Scale every x and y coordinate in the answers by 1.05, rounding to whole numbers with halves going up, and copy out the items between the line holding "the camouflage trousers" and the line holding "[[267, 197], [411, 192]]", inclusive, with their requests left unchanged. Return only those lines.

________

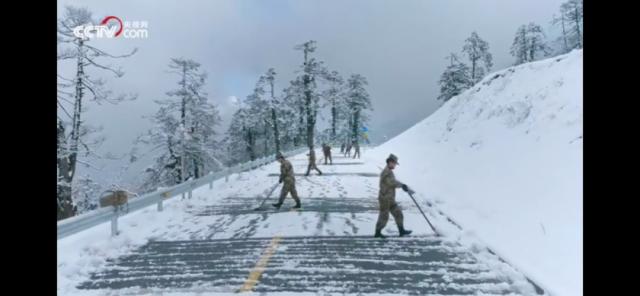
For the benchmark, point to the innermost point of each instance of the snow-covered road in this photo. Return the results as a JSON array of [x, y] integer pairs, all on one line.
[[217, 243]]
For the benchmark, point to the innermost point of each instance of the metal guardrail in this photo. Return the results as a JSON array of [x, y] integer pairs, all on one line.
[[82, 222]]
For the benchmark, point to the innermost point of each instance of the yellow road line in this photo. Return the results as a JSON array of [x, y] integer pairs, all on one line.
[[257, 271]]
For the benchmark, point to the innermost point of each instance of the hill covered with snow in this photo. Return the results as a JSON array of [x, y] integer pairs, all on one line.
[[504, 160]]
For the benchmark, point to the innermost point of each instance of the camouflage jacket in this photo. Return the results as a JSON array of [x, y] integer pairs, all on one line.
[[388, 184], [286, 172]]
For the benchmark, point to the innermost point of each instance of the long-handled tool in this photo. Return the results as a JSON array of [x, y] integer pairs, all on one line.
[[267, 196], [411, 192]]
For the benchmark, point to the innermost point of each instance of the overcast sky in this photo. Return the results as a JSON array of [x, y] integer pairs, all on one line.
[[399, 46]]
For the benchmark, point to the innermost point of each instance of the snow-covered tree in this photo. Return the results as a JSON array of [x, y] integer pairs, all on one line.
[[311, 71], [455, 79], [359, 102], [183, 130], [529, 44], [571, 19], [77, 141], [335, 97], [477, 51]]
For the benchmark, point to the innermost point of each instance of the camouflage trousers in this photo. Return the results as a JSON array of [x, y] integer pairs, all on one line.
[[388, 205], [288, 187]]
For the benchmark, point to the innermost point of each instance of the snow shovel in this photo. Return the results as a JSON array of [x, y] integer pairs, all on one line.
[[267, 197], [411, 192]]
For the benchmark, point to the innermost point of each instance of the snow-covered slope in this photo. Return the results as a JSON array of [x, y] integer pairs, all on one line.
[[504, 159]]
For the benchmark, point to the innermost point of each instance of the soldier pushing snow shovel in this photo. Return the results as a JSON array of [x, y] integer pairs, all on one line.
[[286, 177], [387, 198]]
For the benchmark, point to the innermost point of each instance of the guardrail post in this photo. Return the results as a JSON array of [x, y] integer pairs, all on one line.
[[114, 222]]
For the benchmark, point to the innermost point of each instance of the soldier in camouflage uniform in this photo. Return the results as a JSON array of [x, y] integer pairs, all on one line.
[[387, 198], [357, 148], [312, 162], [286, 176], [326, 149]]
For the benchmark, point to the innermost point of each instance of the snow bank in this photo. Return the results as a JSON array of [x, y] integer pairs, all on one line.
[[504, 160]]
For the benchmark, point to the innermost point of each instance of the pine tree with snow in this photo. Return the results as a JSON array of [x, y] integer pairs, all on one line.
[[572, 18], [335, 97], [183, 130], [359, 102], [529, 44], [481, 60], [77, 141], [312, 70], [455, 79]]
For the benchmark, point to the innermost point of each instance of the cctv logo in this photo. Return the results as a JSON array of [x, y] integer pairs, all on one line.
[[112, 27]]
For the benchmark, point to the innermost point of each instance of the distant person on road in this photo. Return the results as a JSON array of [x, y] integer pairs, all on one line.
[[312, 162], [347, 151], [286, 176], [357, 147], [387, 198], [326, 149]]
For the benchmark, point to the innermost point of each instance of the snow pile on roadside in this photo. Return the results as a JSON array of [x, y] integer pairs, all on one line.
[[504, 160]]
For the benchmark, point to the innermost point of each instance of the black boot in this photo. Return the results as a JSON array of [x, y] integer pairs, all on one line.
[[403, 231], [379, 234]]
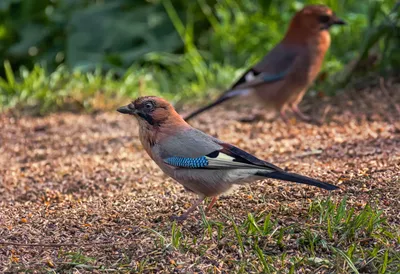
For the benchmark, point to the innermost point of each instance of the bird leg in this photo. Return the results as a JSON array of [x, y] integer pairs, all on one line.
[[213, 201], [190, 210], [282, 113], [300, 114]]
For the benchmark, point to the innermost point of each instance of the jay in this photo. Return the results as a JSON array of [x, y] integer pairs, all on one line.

________

# Response
For the benchmark, point to the innermost point of each instance of the camouflage trousers in this photo. Return the results as a JSON array of [x, y] integer pairs, all on one line.
[[407, 215], [302, 196]]
For the benchmark, point to the innermost point of each instance of the snow shovel in this photo. Return the results as a JSON array of [x, y] integer pairs, all on one line.
[[280, 207], [432, 202]]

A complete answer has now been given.